**ACTIVITY**
An exact reproduction of each record is required.
-- Opening Marker --
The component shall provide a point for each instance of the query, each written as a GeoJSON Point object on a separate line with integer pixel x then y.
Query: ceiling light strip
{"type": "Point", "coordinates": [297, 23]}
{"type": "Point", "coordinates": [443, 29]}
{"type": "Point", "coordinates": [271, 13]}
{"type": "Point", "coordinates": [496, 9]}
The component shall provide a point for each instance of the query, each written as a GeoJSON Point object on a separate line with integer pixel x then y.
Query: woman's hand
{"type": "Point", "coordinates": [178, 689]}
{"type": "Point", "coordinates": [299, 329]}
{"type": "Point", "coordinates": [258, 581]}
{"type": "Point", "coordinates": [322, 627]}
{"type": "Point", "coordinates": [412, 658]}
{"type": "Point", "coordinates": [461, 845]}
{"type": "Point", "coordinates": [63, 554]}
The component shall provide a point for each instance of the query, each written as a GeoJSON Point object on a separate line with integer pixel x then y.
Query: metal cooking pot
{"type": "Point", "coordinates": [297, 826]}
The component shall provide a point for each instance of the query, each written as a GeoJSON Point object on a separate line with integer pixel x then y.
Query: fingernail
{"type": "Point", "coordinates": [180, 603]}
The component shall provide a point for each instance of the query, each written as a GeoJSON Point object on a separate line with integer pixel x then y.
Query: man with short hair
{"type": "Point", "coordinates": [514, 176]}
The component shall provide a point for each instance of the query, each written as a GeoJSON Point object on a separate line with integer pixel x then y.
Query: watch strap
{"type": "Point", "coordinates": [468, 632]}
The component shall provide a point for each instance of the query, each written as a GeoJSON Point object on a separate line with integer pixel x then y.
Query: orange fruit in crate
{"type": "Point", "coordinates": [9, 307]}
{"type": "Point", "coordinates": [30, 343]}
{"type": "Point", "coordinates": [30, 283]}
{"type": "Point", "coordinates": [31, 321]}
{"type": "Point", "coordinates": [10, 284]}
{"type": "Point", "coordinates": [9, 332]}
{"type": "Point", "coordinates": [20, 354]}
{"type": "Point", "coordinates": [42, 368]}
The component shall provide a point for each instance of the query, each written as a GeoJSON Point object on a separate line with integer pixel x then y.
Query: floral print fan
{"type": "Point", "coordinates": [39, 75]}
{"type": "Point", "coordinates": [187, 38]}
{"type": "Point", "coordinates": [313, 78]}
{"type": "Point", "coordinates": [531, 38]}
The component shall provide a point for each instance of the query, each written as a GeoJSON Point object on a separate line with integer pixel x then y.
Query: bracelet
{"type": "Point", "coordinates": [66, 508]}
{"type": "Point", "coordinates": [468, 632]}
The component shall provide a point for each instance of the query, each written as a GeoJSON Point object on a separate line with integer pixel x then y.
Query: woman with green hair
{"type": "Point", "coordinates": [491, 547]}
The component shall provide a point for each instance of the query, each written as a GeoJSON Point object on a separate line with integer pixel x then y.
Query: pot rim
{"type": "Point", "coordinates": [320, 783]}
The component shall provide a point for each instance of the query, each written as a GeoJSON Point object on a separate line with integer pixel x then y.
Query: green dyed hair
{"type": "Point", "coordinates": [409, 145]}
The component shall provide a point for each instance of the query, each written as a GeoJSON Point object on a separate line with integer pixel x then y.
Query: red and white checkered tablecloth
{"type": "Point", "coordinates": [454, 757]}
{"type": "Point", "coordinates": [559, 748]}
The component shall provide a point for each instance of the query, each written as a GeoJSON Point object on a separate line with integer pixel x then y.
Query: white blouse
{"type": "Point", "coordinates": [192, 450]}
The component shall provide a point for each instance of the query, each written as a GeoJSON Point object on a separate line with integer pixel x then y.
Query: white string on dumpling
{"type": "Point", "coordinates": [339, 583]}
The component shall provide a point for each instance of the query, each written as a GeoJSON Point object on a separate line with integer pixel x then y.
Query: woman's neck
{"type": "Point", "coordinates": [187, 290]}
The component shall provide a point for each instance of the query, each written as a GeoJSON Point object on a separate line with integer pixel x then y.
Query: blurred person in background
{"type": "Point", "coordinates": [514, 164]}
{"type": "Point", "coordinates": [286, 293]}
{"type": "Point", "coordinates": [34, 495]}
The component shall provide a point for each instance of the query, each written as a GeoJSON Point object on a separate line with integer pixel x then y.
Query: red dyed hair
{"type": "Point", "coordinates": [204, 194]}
-- Closing Marker --
**SOLUTION FOR THIS TASK**
The component shall provide a point for each instance of the query, each written as a GeoJSON Point object on a separate line with integer pixel x then y.
Query: ceiling light strip
{"type": "Point", "coordinates": [297, 23]}
{"type": "Point", "coordinates": [443, 29]}
{"type": "Point", "coordinates": [271, 13]}
{"type": "Point", "coordinates": [496, 9]}
The component shall provide a point for each instance of the query, each written as a GeoJSON Point object on a separate line with integer pixel x then y.
Query: woman's hand
{"type": "Point", "coordinates": [178, 689]}
{"type": "Point", "coordinates": [299, 329]}
{"type": "Point", "coordinates": [258, 581]}
{"type": "Point", "coordinates": [322, 627]}
{"type": "Point", "coordinates": [412, 658]}
{"type": "Point", "coordinates": [461, 845]}
{"type": "Point", "coordinates": [63, 554]}
The component shall provide a point for each instance of the query, each written as a GeoJSON Point object on a separate line with integer pixel x then y.
Query: metal cooking pot
{"type": "Point", "coordinates": [297, 826]}
The component shall provide a point for each instance of the query, each written as a GeoJSON Point object on a separate line with integer pixel x then y.
Query: fingernail
{"type": "Point", "coordinates": [180, 603]}
The component shall provide a point for each instance of the query, each written as a GeoJSON Point object on a separate line with integer pixel x then y.
Query: man with short hair
{"type": "Point", "coordinates": [514, 176]}
The component shall provide a point for each instance of the query, each written as a GeoJSON Point object on a separate line with integer pixel x then y.
Query: watch strap
{"type": "Point", "coordinates": [468, 632]}
The component shall provide a point for each instance of the query, each written as a GeoJSON Point object on a separate line with integer pixel x then y.
Query: orange fruit in crate
{"type": "Point", "coordinates": [9, 307]}
{"type": "Point", "coordinates": [30, 343]}
{"type": "Point", "coordinates": [30, 283]}
{"type": "Point", "coordinates": [31, 321]}
{"type": "Point", "coordinates": [10, 284]}
{"type": "Point", "coordinates": [9, 332]}
{"type": "Point", "coordinates": [20, 354]}
{"type": "Point", "coordinates": [42, 368]}
The component shall provide a point for each instance of the query, each written as a GeoJSON Point object on a separate line with integer pixel x then y.
Query: floral print fan
{"type": "Point", "coordinates": [39, 75]}
{"type": "Point", "coordinates": [187, 38]}
{"type": "Point", "coordinates": [313, 78]}
{"type": "Point", "coordinates": [531, 38]}
The component shall provide a point for each instance of the query, each written as a GeoJSON Point object on a separate line with integer pixel x then y.
Query: bracelet
{"type": "Point", "coordinates": [66, 508]}
{"type": "Point", "coordinates": [468, 632]}
The component shall provide a point for each instance of the query, each written as a GeoJSON Point object on a separate line with integer pixel x then y.
Query: woman with green hair
{"type": "Point", "coordinates": [491, 547]}
The component shall provide a point for each instance of the query, each written as a GeoJSON Point object on a separate line with integer pixel x then y.
Query: pot rim
{"type": "Point", "coordinates": [320, 783]}
The component shall provide a point for each instance of the query, each written as a GeoJSON Point object on a separate line with integer pixel x then y.
Query: green dyed hair
{"type": "Point", "coordinates": [409, 145]}
The component shall provide a point for each instance of the query, each written as a GeoJSON Point object on a separate line with integer pixel x then y.
Query: red and white checkered tablecloth
{"type": "Point", "coordinates": [454, 757]}
{"type": "Point", "coordinates": [559, 748]}
The component shall provide a point for each instance of the query, each written as a GeoJSON Point object on a separate line with integer pixel x then y.
Query: white blouse
{"type": "Point", "coordinates": [192, 450]}
The component shall provide a point for each instance of the query, each written as a GeoJSON Point object on a separate line with integer pixel x then y.
Query: white string on dumpling
{"type": "Point", "coordinates": [339, 583]}
The component shall provide a point for each instance of the query, each written as a GeoJSON Point object on a separate line with integer pixel x then y.
Query: woman's neck
{"type": "Point", "coordinates": [187, 290]}
The component shall provide a point for each instance of the query, each written as a GeoJSON Point object on a separate line with integer pixel x then y.
Query: blurred person in background
{"type": "Point", "coordinates": [514, 164]}
{"type": "Point", "coordinates": [286, 293]}
{"type": "Point", "coordinates": [34, 495]}
The component shall provide a point for each instance of the query, each written as a GeoJSON Point object on a separate line with integer pixel x then y.
Query: red dyed hair
{"type": "Point", "coordinates": [204, 194]}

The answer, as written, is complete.